(Task requirements)
Go through the data line by line. Copy each one holding the string "below".

^^^^^^^^

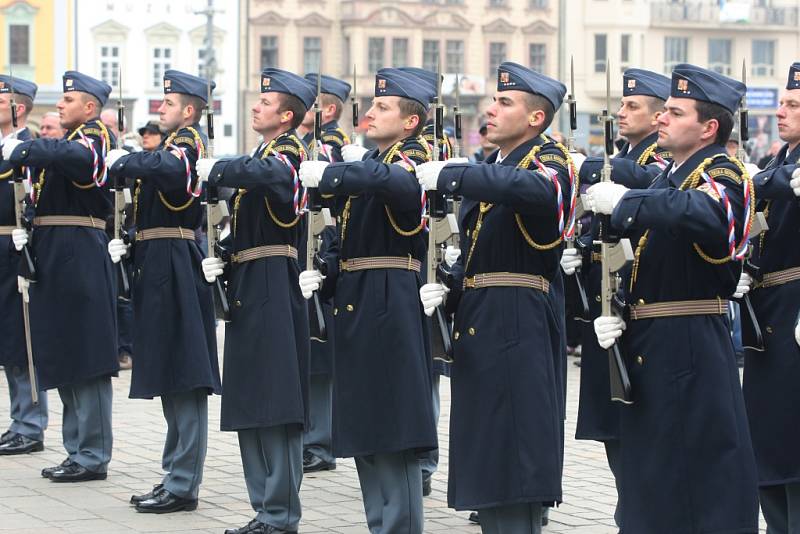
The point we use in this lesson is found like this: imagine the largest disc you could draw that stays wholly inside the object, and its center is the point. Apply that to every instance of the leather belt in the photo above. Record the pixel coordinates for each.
(381, 262)
(70, 220)
(778, 278)
(164, 232)
(264, 251)
(678, 308)
(533, 281)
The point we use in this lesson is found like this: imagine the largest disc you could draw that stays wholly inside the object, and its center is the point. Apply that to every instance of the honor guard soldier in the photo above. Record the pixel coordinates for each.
(28, 420)
(72, 303)
(635, 166)
(687, 462)
(267, 340)
(771, 377)
(514, 214)
(175, 335)
(382, 413)
(317, 451)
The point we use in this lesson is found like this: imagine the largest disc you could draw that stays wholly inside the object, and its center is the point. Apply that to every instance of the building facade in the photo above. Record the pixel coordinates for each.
(471, 37)
(141, 40)
(37, 44)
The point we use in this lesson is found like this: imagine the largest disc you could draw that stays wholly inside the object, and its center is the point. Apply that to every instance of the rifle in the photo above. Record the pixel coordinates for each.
(570, 242)
(123, 284)
(354, 105)
(760, 221)
(215, 212)
(437, 214)
(315, 224)
(615, 254)
(28, 267)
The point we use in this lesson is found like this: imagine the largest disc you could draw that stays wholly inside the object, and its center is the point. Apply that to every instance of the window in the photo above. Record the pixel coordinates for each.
(400, 52)
(375, 53)
(537, 57)
(269, 51)
(312, 54)
(675, 49)
(719, 55)
(109, 65)
(19, 44)
(600, 52)
(430, 55)
(454, 57)
(763, 58)
(497, 54)
(625, 51)
(162, 61)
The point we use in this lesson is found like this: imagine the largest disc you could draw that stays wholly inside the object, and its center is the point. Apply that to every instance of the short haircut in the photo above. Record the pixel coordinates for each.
(327, 99)
(25, 101)
(409, 107)
(197, 103)
(707, 111)
(538, 102)
(295, 105)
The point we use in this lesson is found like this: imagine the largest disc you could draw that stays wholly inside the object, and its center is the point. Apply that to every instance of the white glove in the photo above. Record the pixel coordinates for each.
(752, 169)
(204, 166)
(797, 332)
(311, 172)
(577, 159)
(428, 173)
(431, 295)
(212, 268)
(451, 255)
(22, 286)
(743, 285)
(608, 329)
(20, 238)
(113, 156)
(604, 197)
(794, 182)
(117, 249)
(353, 152)
(8, 147)
(310, 281)
(571, 259)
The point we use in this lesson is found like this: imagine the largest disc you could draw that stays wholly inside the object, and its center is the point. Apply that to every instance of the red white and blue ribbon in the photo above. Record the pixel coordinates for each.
(298, 202)
(99, 176)
(553, 175)
(423, 195)
(736, 252)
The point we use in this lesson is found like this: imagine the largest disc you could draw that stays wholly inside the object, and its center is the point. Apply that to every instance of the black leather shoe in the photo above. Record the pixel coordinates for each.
(253, 527)
(7, 436)
(165, 503)
(20, 444)
(136, 499)
(75, 473)
(47, 471)
(315, 463)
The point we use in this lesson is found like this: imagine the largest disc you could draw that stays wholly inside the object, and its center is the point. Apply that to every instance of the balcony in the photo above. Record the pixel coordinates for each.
(745, 16)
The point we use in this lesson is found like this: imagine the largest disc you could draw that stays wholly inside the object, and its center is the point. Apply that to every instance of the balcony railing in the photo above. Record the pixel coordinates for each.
(710, 14)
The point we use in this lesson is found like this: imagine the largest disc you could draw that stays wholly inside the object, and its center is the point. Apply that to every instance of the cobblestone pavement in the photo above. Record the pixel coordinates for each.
(331, 500)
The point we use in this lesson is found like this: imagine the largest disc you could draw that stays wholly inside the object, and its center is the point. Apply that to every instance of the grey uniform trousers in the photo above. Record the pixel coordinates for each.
(86, 423)
(272, 458)
(27, 419)
(184, 453)
(391, 486)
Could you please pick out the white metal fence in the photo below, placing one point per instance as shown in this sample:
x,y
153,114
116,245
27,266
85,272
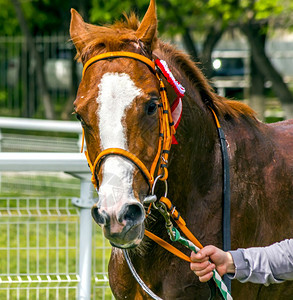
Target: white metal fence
x,y
49,247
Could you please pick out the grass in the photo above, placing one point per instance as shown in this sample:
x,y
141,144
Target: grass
x,y
39,235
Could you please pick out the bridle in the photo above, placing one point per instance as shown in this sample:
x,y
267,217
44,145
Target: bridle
x,y
158,169
166,132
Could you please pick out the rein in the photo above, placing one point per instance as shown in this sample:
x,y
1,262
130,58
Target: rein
x,y
160,164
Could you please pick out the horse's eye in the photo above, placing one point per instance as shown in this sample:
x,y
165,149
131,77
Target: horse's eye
x,y
151,108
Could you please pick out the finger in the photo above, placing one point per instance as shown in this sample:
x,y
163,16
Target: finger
x,y
202,272
204,253
198,257
206,277
199,266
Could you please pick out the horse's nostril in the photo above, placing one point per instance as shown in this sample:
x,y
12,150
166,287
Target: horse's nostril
x,y
134,213
98,217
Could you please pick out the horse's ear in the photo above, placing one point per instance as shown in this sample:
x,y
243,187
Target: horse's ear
x,y
78,30
147,30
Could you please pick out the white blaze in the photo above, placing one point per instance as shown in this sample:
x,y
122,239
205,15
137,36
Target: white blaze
x,y
116,93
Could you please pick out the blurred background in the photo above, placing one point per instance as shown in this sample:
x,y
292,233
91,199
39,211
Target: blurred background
x,y
244,48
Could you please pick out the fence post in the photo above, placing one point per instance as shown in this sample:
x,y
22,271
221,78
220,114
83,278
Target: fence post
x,y
85,238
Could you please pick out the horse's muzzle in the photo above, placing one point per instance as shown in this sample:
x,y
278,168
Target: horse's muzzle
x,y
122,225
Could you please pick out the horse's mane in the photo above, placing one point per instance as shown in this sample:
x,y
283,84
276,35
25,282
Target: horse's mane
x,y
114,36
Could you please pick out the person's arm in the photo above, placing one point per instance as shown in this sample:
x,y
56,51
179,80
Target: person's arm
x,y
272,264
266,265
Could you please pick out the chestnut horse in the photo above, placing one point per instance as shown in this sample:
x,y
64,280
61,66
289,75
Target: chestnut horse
x,y
117,103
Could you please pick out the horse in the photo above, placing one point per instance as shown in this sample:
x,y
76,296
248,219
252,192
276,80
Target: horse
x,y
118,104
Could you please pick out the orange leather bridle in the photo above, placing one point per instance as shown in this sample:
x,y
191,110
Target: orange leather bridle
x,y
166,128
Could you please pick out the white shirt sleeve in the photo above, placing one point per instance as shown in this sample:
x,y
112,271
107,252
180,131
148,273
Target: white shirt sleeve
x,y
266,265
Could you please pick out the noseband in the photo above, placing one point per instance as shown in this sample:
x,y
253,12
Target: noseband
x,y
167,129
159,166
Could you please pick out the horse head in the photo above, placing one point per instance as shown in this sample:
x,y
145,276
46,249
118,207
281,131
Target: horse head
x,y
117,104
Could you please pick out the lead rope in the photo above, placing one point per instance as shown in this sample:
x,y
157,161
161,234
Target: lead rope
x,y
137,278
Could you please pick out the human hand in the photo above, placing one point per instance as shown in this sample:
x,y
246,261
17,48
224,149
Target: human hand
x,y
220,260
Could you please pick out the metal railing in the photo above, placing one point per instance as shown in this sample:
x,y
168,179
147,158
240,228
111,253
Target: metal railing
x,y
46,250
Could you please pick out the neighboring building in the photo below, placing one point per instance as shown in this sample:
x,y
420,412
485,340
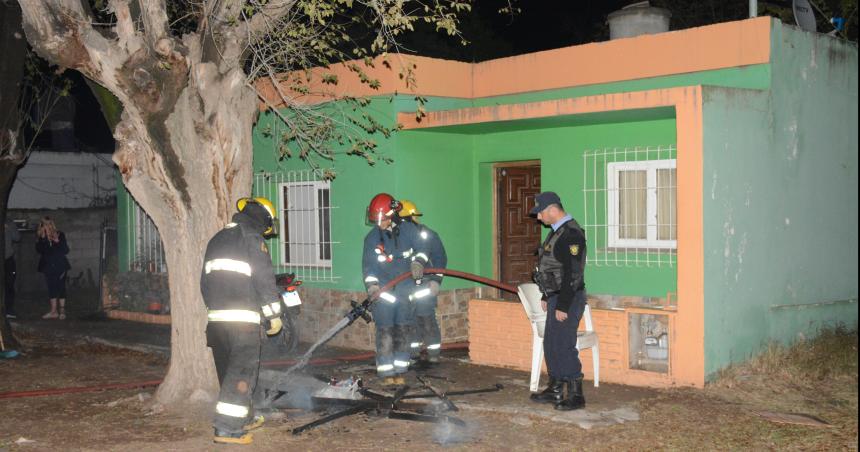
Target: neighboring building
x,y
59,180
714,170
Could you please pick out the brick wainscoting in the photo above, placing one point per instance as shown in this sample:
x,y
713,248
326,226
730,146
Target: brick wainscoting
x,y
323,308
500,335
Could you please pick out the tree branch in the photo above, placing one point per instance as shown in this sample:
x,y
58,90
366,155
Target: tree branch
x,y
270,14
62,32
153,13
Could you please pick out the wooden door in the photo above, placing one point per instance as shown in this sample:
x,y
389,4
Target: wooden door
x,y
519,235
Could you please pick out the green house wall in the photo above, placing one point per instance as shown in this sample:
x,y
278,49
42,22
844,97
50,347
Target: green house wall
x,y
780,200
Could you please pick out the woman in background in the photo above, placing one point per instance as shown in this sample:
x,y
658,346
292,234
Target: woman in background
x,y
51,245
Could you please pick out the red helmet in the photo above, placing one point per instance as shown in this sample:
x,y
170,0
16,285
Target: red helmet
x,y
382,206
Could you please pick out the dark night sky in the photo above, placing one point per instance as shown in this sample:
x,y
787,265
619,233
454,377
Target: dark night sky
x,y
540,25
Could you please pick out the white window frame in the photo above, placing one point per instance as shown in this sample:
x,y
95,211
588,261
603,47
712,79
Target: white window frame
x,y
650,167
310,221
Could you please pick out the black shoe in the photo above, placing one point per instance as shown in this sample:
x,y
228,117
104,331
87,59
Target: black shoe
x,y
575,399
552,394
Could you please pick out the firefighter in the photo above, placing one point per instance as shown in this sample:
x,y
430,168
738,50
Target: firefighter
x,y
391,248
425,327
561,277
238,286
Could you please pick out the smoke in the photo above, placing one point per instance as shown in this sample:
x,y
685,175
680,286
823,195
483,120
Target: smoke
x,y
451,434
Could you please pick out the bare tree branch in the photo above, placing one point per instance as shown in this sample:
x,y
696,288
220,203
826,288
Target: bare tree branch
x,y
124,28
263,21
153,13
62,31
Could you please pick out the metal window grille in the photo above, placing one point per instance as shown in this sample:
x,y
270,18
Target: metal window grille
x,y
147,250
304,243
630,206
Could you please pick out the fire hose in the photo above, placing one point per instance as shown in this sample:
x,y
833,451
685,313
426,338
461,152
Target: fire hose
x,y
359,310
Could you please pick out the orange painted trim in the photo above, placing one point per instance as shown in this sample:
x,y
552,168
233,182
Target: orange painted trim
x,y
719,46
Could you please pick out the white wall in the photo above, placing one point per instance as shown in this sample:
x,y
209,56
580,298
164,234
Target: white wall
x,y
54,180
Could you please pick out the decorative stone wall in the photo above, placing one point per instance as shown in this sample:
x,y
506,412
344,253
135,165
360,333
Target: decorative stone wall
x,y
323,308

^^^^^^^^

(Answer section)
Could you please pick out the white metal fence in the photo below, placing one point per instance as shown in this sample:
Could you please pick out the neighboring building in the photo below, placing one point per instance as shown in this sample:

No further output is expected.